Source passage:
/---

‘Net zero’ myth
There is a troubling new trend among fossil fuel companies of marketing gas and oil which they claim is carbon neutral. A recent investigation we conducted at Carbon Market Watch found that such claims currently being made by oil and gas companies amount to brazen greenwashing.
To the untrained ear, net zero (also known as carbon neutrality) sounds deceptively like zero – and therein lies the marketing genius behind this term and its rapidly gaining popularity. It gives the impression that emissions will be (largely) eliminated.
However, while one factor in this equation relates to cutting down the level of greenhouse gas emissions, the other involves so-called offsetting, ie balancing emissions in one place against reductions in another. Offsetting can be achieved through natural solutions that enhance nature’s carbon absorption capacity (such as afforestation or restoring wetlands), investing in renewable energy elsewhere, by buying someone else’s emissions reductions, or by using largely unproven technologies in the future to capture carbon from industrial processes or the air.
If we were to attempt to offset all our emissions by planting trees, this would require at least 1.6 billion hectares (4 billion acres) of new forests, Oxfam estimates. This afforested land would cover five Indias or more than all the farmland on the planet. This would not only lead to mass hunger, it is impractical and impossible. We would need a Planet B to offset this Planet A.

\---

Dataset excerpts:
/---

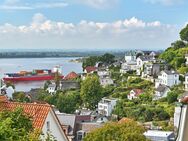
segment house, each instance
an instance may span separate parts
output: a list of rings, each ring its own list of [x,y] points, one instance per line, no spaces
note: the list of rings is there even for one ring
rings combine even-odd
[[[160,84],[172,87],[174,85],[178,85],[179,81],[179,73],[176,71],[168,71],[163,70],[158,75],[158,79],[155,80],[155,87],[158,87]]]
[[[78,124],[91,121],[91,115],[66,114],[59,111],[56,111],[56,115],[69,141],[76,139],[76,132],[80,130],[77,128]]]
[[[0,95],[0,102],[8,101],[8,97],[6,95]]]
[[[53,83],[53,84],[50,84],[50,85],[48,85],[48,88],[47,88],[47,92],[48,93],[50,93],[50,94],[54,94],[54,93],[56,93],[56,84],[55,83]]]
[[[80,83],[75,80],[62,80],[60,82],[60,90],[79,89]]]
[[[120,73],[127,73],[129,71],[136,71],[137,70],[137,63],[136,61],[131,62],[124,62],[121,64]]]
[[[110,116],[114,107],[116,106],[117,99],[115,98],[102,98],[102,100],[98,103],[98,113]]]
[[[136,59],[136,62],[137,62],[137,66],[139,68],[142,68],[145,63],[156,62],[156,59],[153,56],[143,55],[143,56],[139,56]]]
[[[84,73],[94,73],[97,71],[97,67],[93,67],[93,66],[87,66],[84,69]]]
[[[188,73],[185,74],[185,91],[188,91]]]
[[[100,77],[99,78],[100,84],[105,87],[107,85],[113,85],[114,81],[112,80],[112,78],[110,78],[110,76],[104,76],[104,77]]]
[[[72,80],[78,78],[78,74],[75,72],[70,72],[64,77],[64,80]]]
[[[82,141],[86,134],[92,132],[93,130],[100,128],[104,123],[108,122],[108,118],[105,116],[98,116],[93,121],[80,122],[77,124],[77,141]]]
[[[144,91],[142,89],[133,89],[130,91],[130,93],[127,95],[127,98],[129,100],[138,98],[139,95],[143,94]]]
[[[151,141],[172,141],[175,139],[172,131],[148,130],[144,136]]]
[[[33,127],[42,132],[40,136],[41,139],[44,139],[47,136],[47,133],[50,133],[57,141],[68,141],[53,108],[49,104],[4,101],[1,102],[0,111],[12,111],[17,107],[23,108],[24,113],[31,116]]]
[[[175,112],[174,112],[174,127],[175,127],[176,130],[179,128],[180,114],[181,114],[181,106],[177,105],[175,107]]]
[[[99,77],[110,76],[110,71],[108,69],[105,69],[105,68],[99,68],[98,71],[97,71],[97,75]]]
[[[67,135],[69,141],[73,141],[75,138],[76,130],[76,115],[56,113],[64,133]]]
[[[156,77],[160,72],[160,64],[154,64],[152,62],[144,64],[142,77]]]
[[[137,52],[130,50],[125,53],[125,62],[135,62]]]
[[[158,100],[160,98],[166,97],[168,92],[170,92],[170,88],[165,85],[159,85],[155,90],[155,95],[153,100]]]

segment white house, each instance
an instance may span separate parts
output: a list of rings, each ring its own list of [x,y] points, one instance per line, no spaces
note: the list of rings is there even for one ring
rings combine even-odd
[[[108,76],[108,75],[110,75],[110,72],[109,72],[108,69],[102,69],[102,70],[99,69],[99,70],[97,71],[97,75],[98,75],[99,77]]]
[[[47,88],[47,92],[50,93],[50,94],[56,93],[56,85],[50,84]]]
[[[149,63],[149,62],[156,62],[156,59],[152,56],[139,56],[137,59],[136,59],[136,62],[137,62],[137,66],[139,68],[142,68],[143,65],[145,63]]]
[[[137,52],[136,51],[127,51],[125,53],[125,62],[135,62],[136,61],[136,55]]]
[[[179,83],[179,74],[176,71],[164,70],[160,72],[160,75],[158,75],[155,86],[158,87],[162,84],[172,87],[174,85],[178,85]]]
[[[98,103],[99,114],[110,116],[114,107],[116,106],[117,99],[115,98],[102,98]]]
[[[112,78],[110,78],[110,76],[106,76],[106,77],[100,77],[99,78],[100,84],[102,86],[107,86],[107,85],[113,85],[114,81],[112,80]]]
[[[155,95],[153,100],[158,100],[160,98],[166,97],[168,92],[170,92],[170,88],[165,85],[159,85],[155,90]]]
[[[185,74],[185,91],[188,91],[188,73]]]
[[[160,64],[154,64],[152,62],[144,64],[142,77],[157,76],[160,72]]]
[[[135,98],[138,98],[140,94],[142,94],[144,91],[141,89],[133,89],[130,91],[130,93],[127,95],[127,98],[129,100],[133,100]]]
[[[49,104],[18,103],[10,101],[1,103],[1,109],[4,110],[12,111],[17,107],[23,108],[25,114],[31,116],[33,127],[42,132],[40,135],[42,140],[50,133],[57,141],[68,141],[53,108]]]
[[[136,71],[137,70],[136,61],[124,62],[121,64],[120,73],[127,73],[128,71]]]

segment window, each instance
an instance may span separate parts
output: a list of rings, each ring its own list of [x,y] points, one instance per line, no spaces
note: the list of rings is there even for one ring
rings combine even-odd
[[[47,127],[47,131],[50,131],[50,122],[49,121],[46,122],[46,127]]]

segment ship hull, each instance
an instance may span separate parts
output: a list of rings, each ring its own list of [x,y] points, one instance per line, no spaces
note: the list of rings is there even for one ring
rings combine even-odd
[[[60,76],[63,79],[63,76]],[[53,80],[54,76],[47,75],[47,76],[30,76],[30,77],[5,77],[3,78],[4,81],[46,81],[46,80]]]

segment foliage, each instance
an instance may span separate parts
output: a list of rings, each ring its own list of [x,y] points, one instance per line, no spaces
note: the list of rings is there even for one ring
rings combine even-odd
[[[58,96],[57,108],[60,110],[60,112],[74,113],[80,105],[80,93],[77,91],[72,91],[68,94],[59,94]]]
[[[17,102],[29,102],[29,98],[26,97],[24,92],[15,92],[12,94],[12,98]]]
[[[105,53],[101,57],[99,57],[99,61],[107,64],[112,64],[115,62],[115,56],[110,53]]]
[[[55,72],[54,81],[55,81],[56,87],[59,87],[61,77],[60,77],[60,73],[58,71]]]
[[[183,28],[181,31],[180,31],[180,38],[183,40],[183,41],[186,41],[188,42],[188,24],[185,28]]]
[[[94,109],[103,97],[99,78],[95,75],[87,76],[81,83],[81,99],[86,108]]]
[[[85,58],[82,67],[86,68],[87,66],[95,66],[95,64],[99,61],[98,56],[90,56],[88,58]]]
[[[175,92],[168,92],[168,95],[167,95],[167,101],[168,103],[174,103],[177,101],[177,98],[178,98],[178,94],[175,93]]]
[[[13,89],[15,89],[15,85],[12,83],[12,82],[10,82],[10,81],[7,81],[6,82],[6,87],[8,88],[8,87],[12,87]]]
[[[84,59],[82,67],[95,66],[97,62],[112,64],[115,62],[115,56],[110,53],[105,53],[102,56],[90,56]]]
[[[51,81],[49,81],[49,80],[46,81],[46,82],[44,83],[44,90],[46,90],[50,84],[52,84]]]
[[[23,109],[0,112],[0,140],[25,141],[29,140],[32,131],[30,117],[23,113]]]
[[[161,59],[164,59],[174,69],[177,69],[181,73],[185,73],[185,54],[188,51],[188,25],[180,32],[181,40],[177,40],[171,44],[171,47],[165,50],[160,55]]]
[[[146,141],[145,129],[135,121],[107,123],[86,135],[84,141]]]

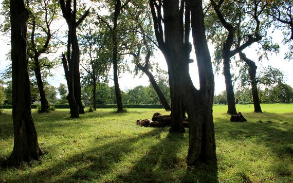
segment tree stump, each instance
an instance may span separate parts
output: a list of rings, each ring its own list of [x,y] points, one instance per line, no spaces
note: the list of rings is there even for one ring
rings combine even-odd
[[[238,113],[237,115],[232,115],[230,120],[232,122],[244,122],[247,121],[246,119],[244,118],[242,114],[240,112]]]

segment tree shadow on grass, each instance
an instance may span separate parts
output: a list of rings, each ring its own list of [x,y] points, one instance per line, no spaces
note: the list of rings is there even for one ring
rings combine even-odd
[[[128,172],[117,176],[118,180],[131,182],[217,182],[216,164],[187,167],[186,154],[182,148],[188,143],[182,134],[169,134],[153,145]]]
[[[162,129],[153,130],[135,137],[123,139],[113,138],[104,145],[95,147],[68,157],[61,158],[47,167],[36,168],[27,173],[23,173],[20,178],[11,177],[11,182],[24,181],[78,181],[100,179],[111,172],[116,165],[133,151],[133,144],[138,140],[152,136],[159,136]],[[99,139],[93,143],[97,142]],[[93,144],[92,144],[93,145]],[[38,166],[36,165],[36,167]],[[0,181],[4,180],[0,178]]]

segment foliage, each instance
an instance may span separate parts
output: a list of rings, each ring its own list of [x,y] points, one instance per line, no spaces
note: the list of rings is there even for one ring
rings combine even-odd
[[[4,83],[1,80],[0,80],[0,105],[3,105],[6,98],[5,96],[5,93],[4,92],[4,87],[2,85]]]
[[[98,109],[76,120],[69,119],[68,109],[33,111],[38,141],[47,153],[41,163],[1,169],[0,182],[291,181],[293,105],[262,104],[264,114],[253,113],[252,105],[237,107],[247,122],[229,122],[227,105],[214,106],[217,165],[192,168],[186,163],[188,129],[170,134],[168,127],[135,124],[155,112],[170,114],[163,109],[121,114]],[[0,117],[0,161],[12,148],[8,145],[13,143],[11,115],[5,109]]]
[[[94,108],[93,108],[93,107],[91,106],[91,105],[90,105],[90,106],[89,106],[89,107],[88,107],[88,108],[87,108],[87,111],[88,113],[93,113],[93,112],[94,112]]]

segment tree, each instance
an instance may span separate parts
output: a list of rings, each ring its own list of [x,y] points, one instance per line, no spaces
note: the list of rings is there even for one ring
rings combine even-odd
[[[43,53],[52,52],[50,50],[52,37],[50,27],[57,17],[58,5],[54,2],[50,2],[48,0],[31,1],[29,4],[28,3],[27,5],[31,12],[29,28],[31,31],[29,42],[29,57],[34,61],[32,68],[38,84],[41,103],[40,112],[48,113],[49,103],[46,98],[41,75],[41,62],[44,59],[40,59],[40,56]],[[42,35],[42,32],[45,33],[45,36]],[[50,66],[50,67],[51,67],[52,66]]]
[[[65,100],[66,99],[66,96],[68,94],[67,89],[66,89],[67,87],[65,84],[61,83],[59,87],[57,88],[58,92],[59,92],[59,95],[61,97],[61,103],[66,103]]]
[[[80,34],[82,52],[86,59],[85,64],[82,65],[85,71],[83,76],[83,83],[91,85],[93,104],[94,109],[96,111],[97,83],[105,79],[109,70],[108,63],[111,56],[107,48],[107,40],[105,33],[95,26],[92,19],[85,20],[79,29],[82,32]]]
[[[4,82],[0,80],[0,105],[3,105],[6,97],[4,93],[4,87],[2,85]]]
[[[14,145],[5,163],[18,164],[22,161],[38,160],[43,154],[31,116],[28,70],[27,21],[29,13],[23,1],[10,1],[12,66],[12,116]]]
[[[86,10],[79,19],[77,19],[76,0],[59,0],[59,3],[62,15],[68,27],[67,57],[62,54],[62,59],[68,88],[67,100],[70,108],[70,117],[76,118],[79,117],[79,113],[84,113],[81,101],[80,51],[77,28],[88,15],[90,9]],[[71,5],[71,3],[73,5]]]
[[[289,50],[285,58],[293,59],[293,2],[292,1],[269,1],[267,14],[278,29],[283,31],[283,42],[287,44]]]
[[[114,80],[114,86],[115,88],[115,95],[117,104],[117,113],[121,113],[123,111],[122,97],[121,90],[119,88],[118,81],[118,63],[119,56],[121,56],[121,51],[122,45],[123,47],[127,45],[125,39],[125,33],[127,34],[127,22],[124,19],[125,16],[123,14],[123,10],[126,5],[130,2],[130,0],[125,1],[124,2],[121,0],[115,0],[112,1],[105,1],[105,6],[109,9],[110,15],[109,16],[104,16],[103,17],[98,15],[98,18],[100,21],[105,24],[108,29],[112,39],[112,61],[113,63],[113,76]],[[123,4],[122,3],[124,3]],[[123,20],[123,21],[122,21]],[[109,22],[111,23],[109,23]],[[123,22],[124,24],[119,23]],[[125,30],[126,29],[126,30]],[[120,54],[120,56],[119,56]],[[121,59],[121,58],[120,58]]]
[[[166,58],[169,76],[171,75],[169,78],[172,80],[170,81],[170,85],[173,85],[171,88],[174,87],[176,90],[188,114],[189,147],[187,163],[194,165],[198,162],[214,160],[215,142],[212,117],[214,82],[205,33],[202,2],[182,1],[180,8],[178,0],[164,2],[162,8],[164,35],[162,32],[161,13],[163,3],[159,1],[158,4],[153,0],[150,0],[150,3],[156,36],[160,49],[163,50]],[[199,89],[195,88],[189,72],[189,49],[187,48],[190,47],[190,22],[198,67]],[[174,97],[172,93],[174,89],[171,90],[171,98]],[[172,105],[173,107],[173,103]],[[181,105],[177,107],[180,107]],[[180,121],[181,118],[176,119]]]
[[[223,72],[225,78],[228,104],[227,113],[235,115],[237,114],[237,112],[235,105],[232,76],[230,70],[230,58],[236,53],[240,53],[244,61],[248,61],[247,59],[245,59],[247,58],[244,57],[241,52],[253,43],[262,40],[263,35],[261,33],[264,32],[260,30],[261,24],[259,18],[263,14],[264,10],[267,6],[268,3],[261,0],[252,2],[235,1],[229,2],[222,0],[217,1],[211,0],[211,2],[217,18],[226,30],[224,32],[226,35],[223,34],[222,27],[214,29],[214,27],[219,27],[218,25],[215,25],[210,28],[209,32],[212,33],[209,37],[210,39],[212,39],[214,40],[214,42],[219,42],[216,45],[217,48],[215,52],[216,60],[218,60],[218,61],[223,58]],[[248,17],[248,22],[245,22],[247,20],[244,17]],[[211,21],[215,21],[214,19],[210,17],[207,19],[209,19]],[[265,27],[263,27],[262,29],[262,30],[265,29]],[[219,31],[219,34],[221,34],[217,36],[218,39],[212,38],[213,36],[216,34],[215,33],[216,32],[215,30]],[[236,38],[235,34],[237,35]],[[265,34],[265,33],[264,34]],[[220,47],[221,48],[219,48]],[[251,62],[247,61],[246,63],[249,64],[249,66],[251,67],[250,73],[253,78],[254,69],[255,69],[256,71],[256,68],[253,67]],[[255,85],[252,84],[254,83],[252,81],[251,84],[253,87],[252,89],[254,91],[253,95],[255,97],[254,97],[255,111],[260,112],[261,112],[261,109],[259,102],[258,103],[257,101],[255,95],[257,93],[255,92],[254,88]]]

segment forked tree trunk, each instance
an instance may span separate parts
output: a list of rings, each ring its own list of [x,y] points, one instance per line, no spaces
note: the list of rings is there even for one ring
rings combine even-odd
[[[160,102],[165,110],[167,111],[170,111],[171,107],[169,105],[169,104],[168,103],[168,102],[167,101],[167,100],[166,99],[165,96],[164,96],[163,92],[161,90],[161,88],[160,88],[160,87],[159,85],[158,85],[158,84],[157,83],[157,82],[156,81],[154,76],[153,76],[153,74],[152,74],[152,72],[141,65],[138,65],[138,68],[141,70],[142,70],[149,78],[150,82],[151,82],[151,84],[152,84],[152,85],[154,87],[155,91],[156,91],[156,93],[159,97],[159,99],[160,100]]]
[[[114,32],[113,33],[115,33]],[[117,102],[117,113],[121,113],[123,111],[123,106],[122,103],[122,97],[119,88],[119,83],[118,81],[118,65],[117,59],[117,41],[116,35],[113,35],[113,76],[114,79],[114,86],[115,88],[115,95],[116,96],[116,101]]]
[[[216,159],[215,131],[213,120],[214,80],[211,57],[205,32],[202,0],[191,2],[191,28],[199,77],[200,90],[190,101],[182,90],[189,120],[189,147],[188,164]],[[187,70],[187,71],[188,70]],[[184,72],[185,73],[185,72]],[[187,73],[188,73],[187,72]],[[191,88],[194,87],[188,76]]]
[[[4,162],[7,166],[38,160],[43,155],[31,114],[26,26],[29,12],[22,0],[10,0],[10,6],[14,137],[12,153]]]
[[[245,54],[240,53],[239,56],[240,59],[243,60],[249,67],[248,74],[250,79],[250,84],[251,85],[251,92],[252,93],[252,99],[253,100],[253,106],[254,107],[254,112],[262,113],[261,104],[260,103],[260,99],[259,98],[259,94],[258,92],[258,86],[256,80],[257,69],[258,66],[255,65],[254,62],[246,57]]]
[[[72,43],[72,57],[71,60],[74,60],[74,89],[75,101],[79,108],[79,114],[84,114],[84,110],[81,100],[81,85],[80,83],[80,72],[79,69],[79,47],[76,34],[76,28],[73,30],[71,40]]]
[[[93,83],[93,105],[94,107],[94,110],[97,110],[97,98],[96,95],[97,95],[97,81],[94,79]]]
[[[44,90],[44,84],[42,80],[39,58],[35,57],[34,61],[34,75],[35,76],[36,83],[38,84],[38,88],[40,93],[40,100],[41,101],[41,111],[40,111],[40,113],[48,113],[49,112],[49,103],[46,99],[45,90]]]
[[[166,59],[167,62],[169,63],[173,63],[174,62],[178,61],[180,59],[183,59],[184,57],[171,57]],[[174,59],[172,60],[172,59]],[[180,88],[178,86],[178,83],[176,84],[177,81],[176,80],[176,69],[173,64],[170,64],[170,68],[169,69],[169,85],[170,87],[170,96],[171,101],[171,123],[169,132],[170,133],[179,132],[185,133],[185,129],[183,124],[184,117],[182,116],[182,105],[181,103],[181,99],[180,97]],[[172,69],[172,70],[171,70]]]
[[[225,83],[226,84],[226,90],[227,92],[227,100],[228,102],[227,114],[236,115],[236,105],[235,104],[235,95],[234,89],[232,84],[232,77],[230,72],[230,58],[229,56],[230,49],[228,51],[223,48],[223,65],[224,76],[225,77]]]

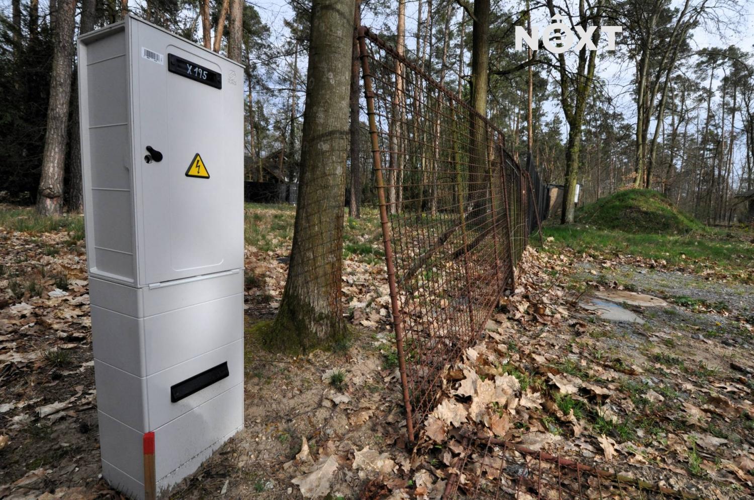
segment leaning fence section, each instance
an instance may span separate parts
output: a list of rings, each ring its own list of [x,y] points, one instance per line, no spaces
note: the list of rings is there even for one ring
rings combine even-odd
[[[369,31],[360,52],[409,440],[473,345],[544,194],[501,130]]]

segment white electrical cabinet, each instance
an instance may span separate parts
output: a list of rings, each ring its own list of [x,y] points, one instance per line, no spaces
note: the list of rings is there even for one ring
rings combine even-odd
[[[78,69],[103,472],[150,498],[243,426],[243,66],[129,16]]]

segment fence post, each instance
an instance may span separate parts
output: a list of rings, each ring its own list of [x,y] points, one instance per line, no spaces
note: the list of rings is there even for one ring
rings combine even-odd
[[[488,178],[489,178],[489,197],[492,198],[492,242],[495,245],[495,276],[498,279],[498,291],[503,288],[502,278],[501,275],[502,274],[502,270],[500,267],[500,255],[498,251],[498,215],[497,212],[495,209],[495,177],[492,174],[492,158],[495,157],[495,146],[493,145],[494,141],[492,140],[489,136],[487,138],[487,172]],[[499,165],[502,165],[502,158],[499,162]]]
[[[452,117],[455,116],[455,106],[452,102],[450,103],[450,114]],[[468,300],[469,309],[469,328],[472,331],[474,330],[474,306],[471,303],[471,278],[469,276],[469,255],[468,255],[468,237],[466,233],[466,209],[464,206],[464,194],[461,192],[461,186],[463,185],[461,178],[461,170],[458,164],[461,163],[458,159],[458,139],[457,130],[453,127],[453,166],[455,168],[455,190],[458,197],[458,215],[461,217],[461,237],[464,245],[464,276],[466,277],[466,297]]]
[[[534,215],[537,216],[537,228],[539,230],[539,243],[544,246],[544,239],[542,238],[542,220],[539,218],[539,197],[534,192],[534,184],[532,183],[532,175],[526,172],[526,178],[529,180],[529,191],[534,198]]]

\---

Questions to answer:
a. Reproduce the article on net zero claims between "To the untrained" and "be (largely) eliminated.", inclusive.
b. Go on with the article on net zero claims from its final sentence.

Task results:
a.
To the untrained ear, net zero (also known as carbon neutrality) sounds deceptively like zero – and therein lies the marketing genius behind this term and its rapidly gaining popularity. It gives the impression that emissions will be (largely) eliminated.

b.
The ‘net-zero’ mantra can distort reality and present as equal yet wildly different realities. For instance, a serious country or company may have a carbon-neutrality plan which relies on slashing emissions by 90 percent and neutralising the remaining 10 percent through offsets. A company or country looking for easy solutions or to greenwash its image could aim for the inverse: 10 percent reductions and 90 percent offsets.
Even though these two hypothetical cases are both theoretically ‘net zero’ or ‘carbon neutral’, they are not equivalent nor equal. The first is about taking meaningful action to clean up the atmosphere, while the second is about atmospherics and cleaning up one’s image.
The cover provided by the fig leaf of net zero allows the unscrupulous to dress up inaction as determined action. This helps explain why emissions on paper can appear to be falling while in the air, where it really matters, they continue to rise.
After the temporary blip due to the Covid-19 pandemic, the world is on course to return to pre-pandemic emissions levels and, without radical action, emissions will continue to rise steadily in the coming years.